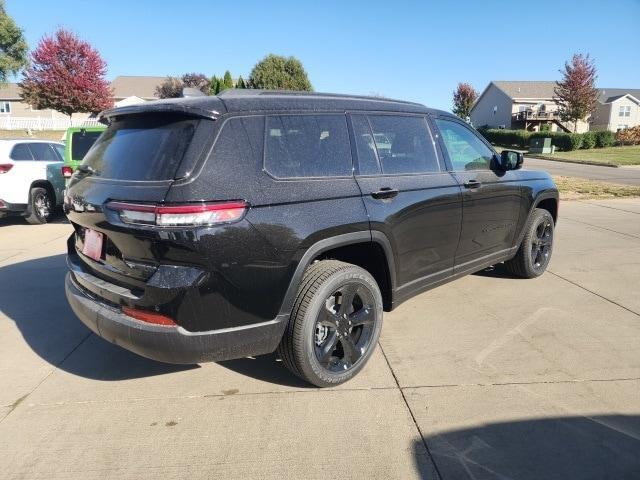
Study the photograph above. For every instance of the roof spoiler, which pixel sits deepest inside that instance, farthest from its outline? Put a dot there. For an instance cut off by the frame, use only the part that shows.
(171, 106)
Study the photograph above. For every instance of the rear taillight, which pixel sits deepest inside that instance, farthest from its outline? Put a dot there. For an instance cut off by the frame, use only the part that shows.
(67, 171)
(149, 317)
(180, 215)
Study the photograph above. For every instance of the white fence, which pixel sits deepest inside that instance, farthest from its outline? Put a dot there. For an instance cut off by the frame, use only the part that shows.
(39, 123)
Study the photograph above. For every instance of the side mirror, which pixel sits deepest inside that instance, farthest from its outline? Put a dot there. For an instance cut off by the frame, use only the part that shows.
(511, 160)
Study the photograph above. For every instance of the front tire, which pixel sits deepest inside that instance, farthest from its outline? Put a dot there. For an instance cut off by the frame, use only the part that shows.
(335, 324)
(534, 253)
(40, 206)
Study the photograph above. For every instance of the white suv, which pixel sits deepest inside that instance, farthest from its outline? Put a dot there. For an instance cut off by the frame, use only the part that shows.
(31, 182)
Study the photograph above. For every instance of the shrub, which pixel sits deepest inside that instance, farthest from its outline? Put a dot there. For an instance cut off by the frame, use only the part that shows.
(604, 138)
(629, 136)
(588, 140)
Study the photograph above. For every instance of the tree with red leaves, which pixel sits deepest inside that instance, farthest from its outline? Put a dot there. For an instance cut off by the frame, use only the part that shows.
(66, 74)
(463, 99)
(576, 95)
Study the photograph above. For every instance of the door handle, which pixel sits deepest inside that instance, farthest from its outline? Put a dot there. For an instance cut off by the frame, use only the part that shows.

◆ **GOAL OF THE EXERCISE**
Set down only these lines, exactly: the one containing "white fence, which" and each line after it through the end of the entries above.

◆ **RESPONSE AREA**
Study the photograph above. For every instance of the white fence, which pixel sits deepest inside that instance, farthest from its outline? Put a dot there. For an instance cut off by the frame, use only the part that shows.
(39, 123)
Study the photograph above. For every instance of the side mirror, which pixel sits deepest inside that instance, farthest from its outline? Put a dot there. For an instance cut off by the frame, use only the part that shows.
(511, 160)
Study the photograph above. For every instance of the front tire, which pixel sits deepest inside that instance, farthest from its outline? Put a dot there. For an instance cut off by the frame, use only the part that shows.
(335, 324)
(534, 253)
(40, 206)
Study the photograph above. For every instance of the white suv, which pixel sits deepest inside that instance, farthest from its outline? Put a dot there. For an instance cut off by the frame, use only the part that shows.
(31, 182)
Study the photograph above. For every instance of the shrub, which pixel sits deepest inside that instance, farthest from its outline? Put a dot there. For an instance cut off by the frame, use only the part that shows.
(604, 138)
(629, 136)
(588, 140)
Study the photograph above. For every instance of the tree with red leaves, which pixel sits deepest inside that instance, farthest from its outline? Put a dot there. For an instance cut off by the frame, use only the part that shows.
(66, 74)
(463, 99)
(576, 95)
Study the photograph above. For every instance of the door handle, which pixel sits deepest inside that instance, farthest from its outline? Put a dot there. For an instance cut off by the frame, use only the part that shows.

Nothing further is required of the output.